*** Dataset extract ***

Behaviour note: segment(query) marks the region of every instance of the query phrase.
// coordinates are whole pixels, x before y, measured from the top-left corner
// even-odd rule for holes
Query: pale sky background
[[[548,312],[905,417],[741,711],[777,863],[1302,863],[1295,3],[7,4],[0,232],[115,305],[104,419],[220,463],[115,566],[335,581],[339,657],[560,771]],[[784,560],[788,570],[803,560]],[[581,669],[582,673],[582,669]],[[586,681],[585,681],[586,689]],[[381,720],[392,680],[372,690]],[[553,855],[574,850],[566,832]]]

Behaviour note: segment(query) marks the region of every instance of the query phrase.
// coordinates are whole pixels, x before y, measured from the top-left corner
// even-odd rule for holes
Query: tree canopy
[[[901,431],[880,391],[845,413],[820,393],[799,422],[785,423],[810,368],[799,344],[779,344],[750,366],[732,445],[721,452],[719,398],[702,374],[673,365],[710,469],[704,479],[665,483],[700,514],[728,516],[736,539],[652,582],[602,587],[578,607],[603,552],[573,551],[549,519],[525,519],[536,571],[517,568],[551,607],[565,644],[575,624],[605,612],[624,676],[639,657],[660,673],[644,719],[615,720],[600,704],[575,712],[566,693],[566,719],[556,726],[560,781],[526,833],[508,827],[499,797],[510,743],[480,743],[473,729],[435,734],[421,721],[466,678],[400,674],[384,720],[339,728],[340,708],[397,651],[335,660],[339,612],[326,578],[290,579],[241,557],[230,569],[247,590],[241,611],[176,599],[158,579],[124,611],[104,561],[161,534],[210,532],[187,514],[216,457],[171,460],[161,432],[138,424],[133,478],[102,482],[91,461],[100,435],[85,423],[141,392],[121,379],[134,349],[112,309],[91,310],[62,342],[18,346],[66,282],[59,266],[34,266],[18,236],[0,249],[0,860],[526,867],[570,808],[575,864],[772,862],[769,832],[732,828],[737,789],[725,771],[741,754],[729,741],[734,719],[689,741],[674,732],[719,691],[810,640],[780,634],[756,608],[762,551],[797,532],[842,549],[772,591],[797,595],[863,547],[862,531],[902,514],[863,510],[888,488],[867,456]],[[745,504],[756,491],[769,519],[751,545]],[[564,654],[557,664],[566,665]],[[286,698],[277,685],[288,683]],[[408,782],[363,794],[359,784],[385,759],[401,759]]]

***

→ Goal of the exercise
Revise the listing above by changing every occurrence of "whole pixels" to "integer pixels", leaving everything else unchanged.

→ Written solution
Behaviour note: segment(query) marks the region of every instance of the query phrase.
// coordinates are integer pixels, x before y, measured from the top-left corner
// even-odd rule for holes
Query: pale sky background
[[[548,312],[905,417],[741,711],[777,863],[1302,863],[1295,3],[7,4],[0,232],[115,305],[104,419],[220,463],[115,566],[335,581],[339,657],[560,771]],[[784,560],[788,570],[803,560]],[[581,669],[582,673],[582,669]],[[586,681],[585,681],[586,689]],[[381,720],[392,680],[372,690]],[[553,855],[574,850],[566,832]]]

Behaviour note: segment(query) marks the region of every instance of the query phrase.
// coordinates are integer pixels, x before y, measured from the top-left corner
// even-odd rule for holes
Query: tree canopy
[[[901,431],[880,391],[845,413],[820,393],[799,422],[785,423],[810,368],[799,344],[779,344],[750,366],[732,445],[721,452],[719,398],[702,374],[673,365],[710,469],[704,479],[665,483],[700,514],[728,516],[736,539],[652,582],[602,587],[578,607],[603,552],[573,551],[549,519],[525,519],[536,571],[517,568],[551,607],[565,644],[575,624],[605,612],[624,676],[639,657],[660,673],[644,719],[615,720],[600,704],[575,712],[566,693],[566,719],[556,726],[560,781],[526,833],[508,827],[499,797],[510,743],[480,743],[473,729],[435,734],[421,721],[466,678],[400,674],[384,720],[339,728],[340,708],[397,651],[335,660],[339,612],[326,578],[290,579],[241,557],[230,569],[247,590],[241,611],[176,599],[158,579],[124,611],[104,561],[161,534],[210,532],[187,514],[216,457],[171,460],[161,432],[138,424],[133,478],[102,482],[91,461],[100,435],[85,423],[141,392],[121,379],[134,349],[112,309],[91,310],[62,342],[18,346],[66,282],[59,266],[34,266],[18,236],[0,249],[0,860],[526,867],[570,808],[575,864],[772,862],[769,832],[732,828],[737,789],[725,771],[741,754],[729,741],[734,719],[689,741],[674,732],[719,691],[810,640],[780,634],[756,608],[762,551],[797,532],[842,549],[772,591],[797,595],[863,547],[862,531],[902,514],[863,510],[888,488],[867,456]],[[745,504],[756,491],[769,519],[751,545]],[[564,654],[557,664],[566,665]],[[286,698],[277,685],[288,683]],[[408,782],[363,794],[359,784],[385,759],[401,759]]]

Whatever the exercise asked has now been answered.